[Region annotation data]
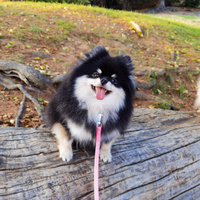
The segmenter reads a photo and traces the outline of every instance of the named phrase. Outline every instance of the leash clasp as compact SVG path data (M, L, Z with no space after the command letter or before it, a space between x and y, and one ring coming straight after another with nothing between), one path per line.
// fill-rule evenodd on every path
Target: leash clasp
M99 113L99 114L98 114L97 126L102 126L102 118L103 118L103 114L102 114L102 113Z

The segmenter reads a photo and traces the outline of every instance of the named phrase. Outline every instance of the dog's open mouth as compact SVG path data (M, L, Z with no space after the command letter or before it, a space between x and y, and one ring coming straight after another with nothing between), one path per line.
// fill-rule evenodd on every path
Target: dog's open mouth
M95 94L96 94L96 98L98 100L103 100L105 95L111 93L111 91L103 88L103 87L99 87L99 86L94 86L91 85L92 89L94 90Z

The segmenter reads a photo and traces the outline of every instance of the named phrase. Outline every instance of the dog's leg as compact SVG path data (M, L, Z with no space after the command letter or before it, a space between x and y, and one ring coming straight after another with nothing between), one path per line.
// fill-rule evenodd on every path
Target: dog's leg
M102 143L101 150L100 150L100 158L104 162L111 162L112 155L111 155L111 146L115 142L116 138L112 139L108 143Z
M60 152L60 158L63 161L70 161L73 157L72 142L73 139L69 138L69 134L66 129L60 124L55 123L52 127L52 133L55 134L55 138L58 142L58 149Z

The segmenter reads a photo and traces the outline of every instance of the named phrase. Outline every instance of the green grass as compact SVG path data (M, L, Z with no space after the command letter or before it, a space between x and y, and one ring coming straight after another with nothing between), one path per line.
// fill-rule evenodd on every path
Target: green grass
M184 18L184 19L189 19L189 20L193 20L193 19L198 19L199 17L195 17L195 16L185 16L185 15L177 15L178 17Z
M43 12L53 12L58 10L67 11L70 9L74 12L80 13L81 15L96 14L100 18L103 16L109 16L113 19L119 19L129 25L130 21L134 21L141 26L145 37L149 37L150 35L162 35L167 41L174 43L175 45L188 43L192 48L200 51L200 40L198 39L200 38L200 27L195 27L169 19L160 19L150 14L139 14L134 12L73 4L48 4L33 2L2 2L1 4L2 6L10 5L23 10L37 10Z

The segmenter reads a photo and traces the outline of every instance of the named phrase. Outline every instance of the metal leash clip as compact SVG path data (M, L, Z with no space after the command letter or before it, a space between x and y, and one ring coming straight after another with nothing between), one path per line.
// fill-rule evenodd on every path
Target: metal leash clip
M97 127L98 127L98 126L102 126L102 118L103 118L103 114L102 114L102 113L99 113L99 114L98 114Z

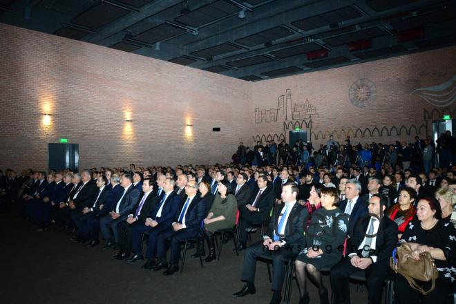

• **Task requirements**: Write out all of the data above again with every occurrence of "segmenter" swapped for "annotator" and everything else kept the same. Omit the pictures from your answer.

• **Written answer**:
The annotator reads a photo and traces the outline of every instance of the named phrase. Outline every instance of the leash clasp as compact SVG path data (M, L, Z with no space after the command letter or before it, a space between x and y, and one ring coming straight after another with nothing between), one path per line.
// fill-rule evenodd on every path
Target: leash clasp
M99 113L99 114L98 114L97 126L102 126L102 118L103 118L103 114L102 114L102 113Z

The annotator reads a photo and traces the outline of every instance of the named phrase. Outline every instance of the dog's open mouth as compact SVG path data (M, L, Z with no space after the command letter or before it, a space between x and y, and one ring coming straight after another with nothing between), one path per line.
// fill-rule evenodd on every path
Target: dog's open mouth
M95 94L96 94L96 98L98 100L103 100L105 95L111 93L111 91L103 88L103 87L99 87L99 86L94 86L91 85L92 89L94 90Z

The annotator reads a photo and traces the outline of every instance of the named phrase. Outline every instance of the dog's leg as compact SVG path data (M, L, Z with no space after the command letter or before it, a space between x and y, and one ring coming straight after another with nothing between), one path per line.
// fill-rule evenodd on every path
Target: dog's leg
M102 143L101 150L100 150L100 158L104 162L111 162L112 155L111 155L111 146L115 142L116 138L112 139L108 143Z
M60 152L60 158L63 161L70 161L73 157L72 142L73 139L69 138L69 134L66 129L60 124L55 123L52 127L52 133L55 134L55 138L58 142L58 149Z

The annotator reads a photo and traces the outline of every instance of the named phrase. Outline every instance of the green grass as compact SVG path data (M, L, Z with no space after the command letter or before it, a space between x and y, and one ring coming straight after another with nothing between), one path per line.
// fill-rule evenodd on every path
Target: green grass
M184 18L184 19L189 19L189 20L193 20L193 19L198 19L199 17L195 17L195 16L185 16L185 15L177 15L178 17Z
M43 12L53 12L58 10L67 11L70 9L74 12L80 13L81 15L96 14L100 18L103 16L109 16L113 19L119 19L129 25L130 21L134 21L141 26L145 37L149 37L150 35L162 35L167 41L174 43L175 45L188 43L192 48L200 51L200 40L198 39L200 38L200 27L195 27L169 19L160 19L150 14L139 14L134 12L73 4L48 4L33 2L2 2L1 4L2 6L10 5L23 10L37 10Z

The annotator reads a photo and traces the outline of every instance of the named phrase. Outline every instance of the metal leash clip as compact SVG path data (M, L, Z with no space after the command letter or before it, a space between x and y, and one ring coming straight after another with nothing between), one path per line.
// fill-rule evenodd on every path
Target: metal leash clip
M97 127L98 127L98 126L102 126L102 118L103 118L103 114L102 114L102 113L99 113L99 114L98 114Z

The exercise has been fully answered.